Task prompt: Render the listing below as a JSON array of strings, with one string for each line and blank lines omitted.

━━━━━ Working data ━━━━━

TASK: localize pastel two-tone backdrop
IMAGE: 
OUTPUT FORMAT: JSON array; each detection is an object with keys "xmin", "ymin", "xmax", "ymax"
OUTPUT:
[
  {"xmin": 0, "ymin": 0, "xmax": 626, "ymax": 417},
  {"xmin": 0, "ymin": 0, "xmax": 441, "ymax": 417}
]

━━━━━

Completed task:
[
  "TASK: localize pastel two-tone backdrop",
  "IMAGE: ",
  "OUTPUT FORMAT: JSON array; each detection is an object with keys \"xmin\", \"ymin\", \"xmax\", \"ymax\"",
  "OUTPUT:",
  "[",
  "  {\"xmin\": 0, \"ymin\": 0, \"xmax\": 626, \"ymax\": 417},",
  "  {\"xmin\": 0, \"ymin\": 0, \"xmax\": 441, \"ymax\": 417}",
  "]"
]